Stored entries
_ _ _ _
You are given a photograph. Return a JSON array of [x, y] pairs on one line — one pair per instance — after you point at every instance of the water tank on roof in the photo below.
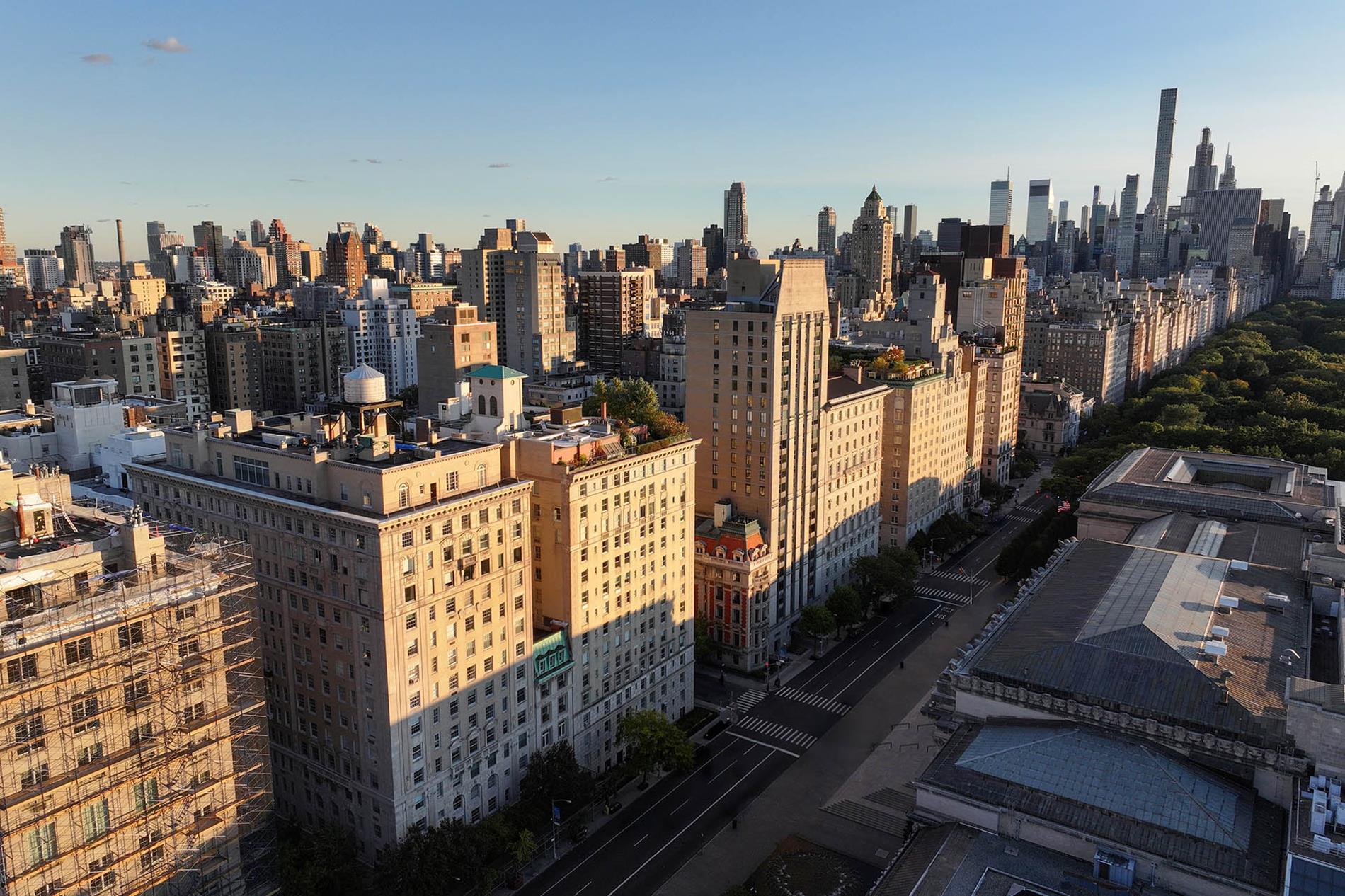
[[365, 386]]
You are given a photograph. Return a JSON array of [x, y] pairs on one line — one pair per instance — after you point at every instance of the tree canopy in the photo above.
[[651, 743]]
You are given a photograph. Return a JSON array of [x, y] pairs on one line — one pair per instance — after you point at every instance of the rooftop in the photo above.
[[1261, 488], [1116, 790], [1140, 628]]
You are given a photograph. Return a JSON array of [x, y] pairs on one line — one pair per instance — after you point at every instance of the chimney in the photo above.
[[121, 252], [723, 510]]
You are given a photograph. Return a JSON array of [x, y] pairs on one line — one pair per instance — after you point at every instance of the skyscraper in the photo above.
[[1204, 174], [712, 239], [828, 229], [1041, 200], [1001, 202], [210, 237], [1126, 236], [77, 252], [735, 218], [345, 260], [1164, 152], [1228, 180], [871, 256], [908, 225]]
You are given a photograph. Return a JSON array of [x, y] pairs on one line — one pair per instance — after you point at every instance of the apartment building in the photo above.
_ _ _ _
### REQUIRED TASK
Without the pictures, reproduce every line of the records above exactly.

### EXERCISE OUTPUT
You are given a photograph. Return a JSON array of [x, y] pairs on one line — one pair per instance — after you point at every instance of the water tank on roof in the photo below.
[[365, 386]]
You are given a photograph. Return a JSON array of [x, y] pairs on one line — one pair per instance — after you point at every instance of the tree canopy in the photo above.
[[651, 743]]
You are given a photograph. Return a JSON array of [x, y] pairs on one line — one pair per instance — after you point at every instance of the rooftop in the photo above.
[[1261, 488], [1116, 790], [1140, 628]]
You are given a photograph. Return a JSON array of [x, y] pairs on one line — one pair per instance — after you point at every instance of the chimney in the photo above.
[[121, 252], [723, 510]]
You are given a photograph. Return a JSON array of [x, y] pairs on one line — one pair per instance — after you point at every instance of the skyscraper in the photo above.
[[1204, 174], [712, 239], [828, 229], [1041, 200], [1001, 202], [210, 237], [1126, 236], [77, 252], [735, 218], [345, 260], [1164, 152], [1228, 180], [871, 256], [908, 225]]
You are given a photograph. Return a JSON array of [x, y] pairs on one line — one pair per instance — after you point at every instance of the apartment building in the photo above.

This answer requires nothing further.